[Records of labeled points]
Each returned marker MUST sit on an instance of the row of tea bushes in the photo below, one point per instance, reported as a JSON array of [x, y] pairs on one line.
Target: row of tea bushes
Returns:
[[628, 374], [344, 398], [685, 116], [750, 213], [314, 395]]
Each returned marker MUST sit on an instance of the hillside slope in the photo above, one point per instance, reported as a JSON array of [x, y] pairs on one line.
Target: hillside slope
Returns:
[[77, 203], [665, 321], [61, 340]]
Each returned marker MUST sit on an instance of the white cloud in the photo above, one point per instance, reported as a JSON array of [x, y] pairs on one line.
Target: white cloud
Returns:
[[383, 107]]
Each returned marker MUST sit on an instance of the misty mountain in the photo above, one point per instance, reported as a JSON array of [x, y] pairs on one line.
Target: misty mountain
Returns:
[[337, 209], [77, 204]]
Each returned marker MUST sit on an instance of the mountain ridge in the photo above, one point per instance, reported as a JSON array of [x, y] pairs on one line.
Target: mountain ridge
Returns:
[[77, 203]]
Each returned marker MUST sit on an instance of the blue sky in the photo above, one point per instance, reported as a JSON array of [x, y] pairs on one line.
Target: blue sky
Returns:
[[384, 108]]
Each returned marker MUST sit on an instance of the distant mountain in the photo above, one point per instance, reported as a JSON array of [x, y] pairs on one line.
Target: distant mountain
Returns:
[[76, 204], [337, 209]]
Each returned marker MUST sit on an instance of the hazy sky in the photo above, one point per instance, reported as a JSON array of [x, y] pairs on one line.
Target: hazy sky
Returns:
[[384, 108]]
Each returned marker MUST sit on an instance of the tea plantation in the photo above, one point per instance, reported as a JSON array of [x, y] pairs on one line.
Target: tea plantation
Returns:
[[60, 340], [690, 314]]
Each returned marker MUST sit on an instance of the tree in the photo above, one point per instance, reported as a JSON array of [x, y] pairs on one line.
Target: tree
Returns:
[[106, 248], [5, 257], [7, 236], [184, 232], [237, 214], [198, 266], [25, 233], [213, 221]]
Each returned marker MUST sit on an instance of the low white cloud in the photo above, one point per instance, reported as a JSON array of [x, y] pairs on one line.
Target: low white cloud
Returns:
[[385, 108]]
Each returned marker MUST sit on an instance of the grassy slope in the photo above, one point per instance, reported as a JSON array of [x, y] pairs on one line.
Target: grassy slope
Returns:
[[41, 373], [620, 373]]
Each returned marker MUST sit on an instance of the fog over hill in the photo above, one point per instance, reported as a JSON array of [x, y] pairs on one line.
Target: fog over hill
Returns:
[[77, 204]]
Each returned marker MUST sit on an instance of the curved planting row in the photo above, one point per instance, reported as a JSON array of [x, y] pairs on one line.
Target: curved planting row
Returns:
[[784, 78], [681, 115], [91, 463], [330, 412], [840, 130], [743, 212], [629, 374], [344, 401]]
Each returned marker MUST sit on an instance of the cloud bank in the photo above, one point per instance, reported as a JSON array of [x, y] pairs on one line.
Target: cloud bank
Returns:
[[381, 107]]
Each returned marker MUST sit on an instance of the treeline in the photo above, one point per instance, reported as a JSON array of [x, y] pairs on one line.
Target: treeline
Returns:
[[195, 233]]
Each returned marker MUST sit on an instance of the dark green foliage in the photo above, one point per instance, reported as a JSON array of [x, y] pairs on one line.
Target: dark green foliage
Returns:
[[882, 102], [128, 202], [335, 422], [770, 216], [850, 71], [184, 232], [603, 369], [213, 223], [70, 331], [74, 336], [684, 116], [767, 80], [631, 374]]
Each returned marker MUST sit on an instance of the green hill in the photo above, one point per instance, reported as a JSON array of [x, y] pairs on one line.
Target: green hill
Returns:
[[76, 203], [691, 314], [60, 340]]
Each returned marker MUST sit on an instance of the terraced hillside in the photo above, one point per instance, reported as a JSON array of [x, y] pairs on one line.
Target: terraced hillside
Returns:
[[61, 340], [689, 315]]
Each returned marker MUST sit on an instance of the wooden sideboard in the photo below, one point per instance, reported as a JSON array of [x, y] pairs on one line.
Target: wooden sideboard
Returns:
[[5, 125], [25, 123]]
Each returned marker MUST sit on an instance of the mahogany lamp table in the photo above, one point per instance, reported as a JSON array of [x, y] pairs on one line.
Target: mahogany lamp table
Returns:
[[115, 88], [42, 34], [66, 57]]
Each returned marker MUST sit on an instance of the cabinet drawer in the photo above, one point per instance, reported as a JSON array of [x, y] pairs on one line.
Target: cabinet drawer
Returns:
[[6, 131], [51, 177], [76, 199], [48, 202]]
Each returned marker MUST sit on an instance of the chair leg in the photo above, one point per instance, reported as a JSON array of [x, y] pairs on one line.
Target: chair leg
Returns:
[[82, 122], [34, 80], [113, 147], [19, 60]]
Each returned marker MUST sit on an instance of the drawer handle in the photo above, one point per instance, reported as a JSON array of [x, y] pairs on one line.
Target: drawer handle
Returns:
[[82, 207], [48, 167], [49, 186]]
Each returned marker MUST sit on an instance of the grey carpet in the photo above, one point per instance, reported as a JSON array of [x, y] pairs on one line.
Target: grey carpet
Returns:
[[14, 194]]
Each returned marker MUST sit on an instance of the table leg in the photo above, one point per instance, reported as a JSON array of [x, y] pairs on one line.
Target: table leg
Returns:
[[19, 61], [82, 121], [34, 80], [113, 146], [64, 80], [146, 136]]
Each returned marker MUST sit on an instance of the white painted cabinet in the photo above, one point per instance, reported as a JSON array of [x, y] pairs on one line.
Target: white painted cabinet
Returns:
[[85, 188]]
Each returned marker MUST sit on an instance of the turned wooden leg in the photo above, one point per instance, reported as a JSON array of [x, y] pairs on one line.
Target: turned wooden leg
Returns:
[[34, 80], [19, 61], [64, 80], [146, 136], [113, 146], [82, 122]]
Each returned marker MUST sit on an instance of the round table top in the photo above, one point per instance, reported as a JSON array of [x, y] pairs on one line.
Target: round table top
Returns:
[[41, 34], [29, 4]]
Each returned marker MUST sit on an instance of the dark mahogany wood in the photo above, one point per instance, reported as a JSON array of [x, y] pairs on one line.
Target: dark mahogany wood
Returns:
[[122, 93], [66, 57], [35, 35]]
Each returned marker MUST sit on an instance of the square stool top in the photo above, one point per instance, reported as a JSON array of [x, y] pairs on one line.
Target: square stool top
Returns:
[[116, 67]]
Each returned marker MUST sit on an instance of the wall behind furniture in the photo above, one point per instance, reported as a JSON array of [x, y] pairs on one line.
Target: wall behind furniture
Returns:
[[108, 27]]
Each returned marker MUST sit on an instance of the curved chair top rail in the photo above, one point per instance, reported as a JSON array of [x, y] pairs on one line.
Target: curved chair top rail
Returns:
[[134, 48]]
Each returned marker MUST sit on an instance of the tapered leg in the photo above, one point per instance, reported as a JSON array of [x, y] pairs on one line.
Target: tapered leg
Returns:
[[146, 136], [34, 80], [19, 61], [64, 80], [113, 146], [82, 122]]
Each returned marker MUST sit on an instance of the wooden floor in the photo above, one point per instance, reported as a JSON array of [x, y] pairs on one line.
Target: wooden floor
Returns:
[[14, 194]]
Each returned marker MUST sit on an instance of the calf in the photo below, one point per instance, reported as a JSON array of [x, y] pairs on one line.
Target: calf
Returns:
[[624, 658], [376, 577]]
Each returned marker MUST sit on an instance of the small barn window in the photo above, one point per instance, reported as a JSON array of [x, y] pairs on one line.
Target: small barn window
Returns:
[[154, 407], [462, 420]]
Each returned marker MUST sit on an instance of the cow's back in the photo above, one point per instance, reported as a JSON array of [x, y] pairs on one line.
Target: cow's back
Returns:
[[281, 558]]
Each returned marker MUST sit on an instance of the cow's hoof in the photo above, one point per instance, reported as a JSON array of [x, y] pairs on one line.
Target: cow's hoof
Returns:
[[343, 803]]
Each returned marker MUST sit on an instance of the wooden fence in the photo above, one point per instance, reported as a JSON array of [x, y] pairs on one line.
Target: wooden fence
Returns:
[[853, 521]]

What needs to be done: Rescale the lines from the first line through the one containing "[[77, 203]]", both included. Write them all out again with the requests, multiplying every coordinate in the answers by 0.8 and rounding each to a whole number, with halves rounded up.

The answer:
Each returned marker MUST sit on an instance of the row of tea bushes in the photo below, one point per instance, reported as a JSON array of [x, y] pairs on one line.
Target: row of tea bushes
Returns:
[[502, 299], [275, 318], [548, 93], [600, 170], [251, 316]]
Each returned marker MUST sit on an instance of the hillside slope in the photo above, one point per instance, reported as a JSON array of [x, y] pairs on one line.
Target: hillside slope
Returns:
[[62, 162], [532, 257], [49, 272]]
Each returned marker MUST sit on an instance of the white cloud in the photo above, one point per instance, reported as a JSON array of [x, y] pairs on one line.
Target: white cloud
Returns:
[[306, 86]]
Each returned marker MUST sit on an instance of the misty mountain in the photo above, one point per instance, reported as a JSON array of [x, y] pairs on one line.
Target: misty mountain
Returns:
[[270, 167], [62, 163]]
Each returned marker MUST sit on an instance of the mountain ridge in the photo above, one point per instance, reported as a JSON array of [x, y] pairs on one line.
Target: mountain ridge
Returns:
[[62, 162]]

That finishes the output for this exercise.